CONSIGNE: Poursuivez l'article sur l'étude des questions de sexualité adressées à Tel-jeunes à partir de sa dernière phrase.

EXTRAIT CITÉ:
━━━━━━
L’organisme Tel-jeunes constate depuis quelques années que certaines questions posées à ses intervenants sont préoccupantes. «Il y a des jeunes qui sont gênés de se donner la main ou de s’embrasser en public – cela ne change pas –, mais il y en a d’autres qui se demandent quels jouets sexuels utiliser pour se masturber ou qui posent des questions sur le sexe anal», souligne Marie-Soleil Carroll. Candidate à la maîtrise en sexologie, la jeune chercheuse s’est penchée sur les préoccupations liées à la sexualité dans le cadre des questions adressées à Tel-jeunes par des jeunes âgés de 11 à 14 ans. Elle vient de déposer son mémoire, sous la direction de la professeure Francine Duquet.
«L’environnement médiatique sexualisé et la pornographie ont un impact sur le développement social, émotif et relationnel des jeunes et cela se reflète dans leurs préoccupations», affirme Marie-Soleil Carroll, qui a analysé 1107 questions posées entre juin 2012 et mars 2013. «Cette période incluait des événements tels que la fin d’année scolaire, les vacances d’été, les congés de Noël, la Saint-Valentin et la semaine de relâche», précise-t-elle.
La chercheuse a eu accès aux questions publiées sur le site Internet de l’organisme, de même qu’à celles qui ne le sont pas (les jeunes qui communiquent avec Tel-jeunes décident s’ils souhaitent que leur question soit publiée ou non). «Évidemment, toutes les questions citées dans mon mémoire proviennent du lot de questions publiées sur le site», précise-t-elle.
Elle a évacué les questions sur d’autres sujets que la sexualité, comme la violence ou la famille, et a construit une grille d’analyse qui lui a permis de classer les questions en cinq catégories: la relation à l’autre, les conduites sexuelles, le rapport au corps, les références à l’univers pornographique et la notion de pression.
Des questionnements traversent les époques, souligne Marie-Soleil Carroll. «Les jeunes de cet âge vivent des changements physiques et se demandent s’ils sont normaux. Cela concorde avec ce que l’on voit dans des études similaires effectuées à travers le monde, lesquelles font ressortir les mêmes préoccupations par rapport au développement psychosexuel.»
Mais ce sont, et de loin, les questions en lien avec la relation à l’autre qui sont les plus nombreuses. Comment savoir que l’autre m’apprécie? Que dire au premier rendez-vous? Comment savoir que l’on est prêt pour une première relation sexuelle?
Les filles et le désir de plaire
Plus des trois quarts des questions provenaient de filles, surtout âgées entre 13 et 14 ans. «Chez les garçons, il n’y a pas de grande tendance, on retrouve toutes les préoccupations, mais chez les filles, il y a un évident désir de plaire et de performer», note Marie-Soleil Carroll.
Certaines jeunes filles posent des questions sur l’augmentation mammaire, sur la perte de poids, les régimes et le besoin d’être mince. «Cela accrédite les théories de l’objectivation qui stipulent que certaines jeunes filles façonnent leur identité en lien avec leur environnement et qu’elles en viennent à se projeter comme femme-objet, à l’instar des femmes qu’elles voient dans les publicités», explique la chercheuse.
━━━━━━
(Entrées enregistrées)
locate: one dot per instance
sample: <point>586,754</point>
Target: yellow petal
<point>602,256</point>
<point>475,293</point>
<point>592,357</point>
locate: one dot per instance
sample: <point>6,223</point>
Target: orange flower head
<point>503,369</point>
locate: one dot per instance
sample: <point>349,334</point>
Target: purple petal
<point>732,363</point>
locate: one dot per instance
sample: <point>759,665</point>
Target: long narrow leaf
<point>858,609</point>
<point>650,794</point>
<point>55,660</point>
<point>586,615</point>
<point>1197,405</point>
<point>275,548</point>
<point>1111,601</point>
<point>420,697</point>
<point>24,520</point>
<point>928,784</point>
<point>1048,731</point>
━━━━━━
RÉSULTAT CI-DESSOUS:
Les questions se rapportant aux conduites sexuelles sont les plus préoccupantes. «Il y a des interrogations par rapport à l’éjaculation féminine et au sexe anal, note Marie-Soleil Carroll. On pose aussi des questions sur les relations sexuelles en groupe, sur l’utilisation de jouets sexuels et sur la pertinence de se filmer et de se mettre en scène.»
Même s’il y a peu de questions en rapport direct avec la pornographie – à peine 2,79 % du lot –, on peut en observer l’influence dans les questions sur les conduites sexuelles. «Les jeunes ressentent une pression afin de reproduire les comportements caractéristiques de l’univers pornographique», dit la chercheuse. Dans certains cas, cet univers devient envahissant: un jeune a demandé comment faire pour arrêter de visionner de la pornographie.
Cela dit, il ne faut pas oublier qu’il s’agit de jeunes qui ont contacté Tel-jeunes car ils voulaient des conseils. «Ils représentent peut-être une minorité et on ne peut pas généraliser leurs préoccupations à l’ensemble des jeunes de cet âge-là, note la chercheuse. Bref, il ne sert à rien d’être alarmiste, mais il ne faut pas minimiser non plus l’incidence des publicités et de la pornographie dans la vie des jeunes.»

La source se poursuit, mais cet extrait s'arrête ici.